_GIVEN INSTRUCTION_. Set out the listing below as a Markdown table with the columns Row and Text, from the line with "Request = locate the dry" to the line with "Target = dry leaf", both included, leaving out blank lines. Include only those lines.

─── DATA TO PROCESS ───

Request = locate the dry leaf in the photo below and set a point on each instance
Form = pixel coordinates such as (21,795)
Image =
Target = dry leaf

───
─── DATA TO PROCESS ───

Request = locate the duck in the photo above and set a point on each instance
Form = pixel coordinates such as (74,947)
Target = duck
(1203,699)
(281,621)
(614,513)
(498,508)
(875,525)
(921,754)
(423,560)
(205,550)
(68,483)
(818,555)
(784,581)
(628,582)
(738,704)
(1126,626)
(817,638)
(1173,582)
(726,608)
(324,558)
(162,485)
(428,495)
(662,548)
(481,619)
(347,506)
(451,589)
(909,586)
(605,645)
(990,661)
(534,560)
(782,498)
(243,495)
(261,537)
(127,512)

───
─── DATA TO PROCESS ───

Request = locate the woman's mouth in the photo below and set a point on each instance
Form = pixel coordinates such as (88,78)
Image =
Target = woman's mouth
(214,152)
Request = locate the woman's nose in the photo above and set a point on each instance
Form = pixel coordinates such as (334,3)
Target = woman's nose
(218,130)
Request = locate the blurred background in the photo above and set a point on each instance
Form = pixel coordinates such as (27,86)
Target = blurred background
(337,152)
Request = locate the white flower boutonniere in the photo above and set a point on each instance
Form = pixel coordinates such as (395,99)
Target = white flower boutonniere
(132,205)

───

_EXERCISE OUTPUT_.
| Row | Text |
|---|---|
| 1 | Request = locate the dry leaf in the photo below and set a point on each instance |
| 2 | Form = pixel coordinates such as (21,795) |
| 3 | Image = |
| 4 | Target = dry leaf |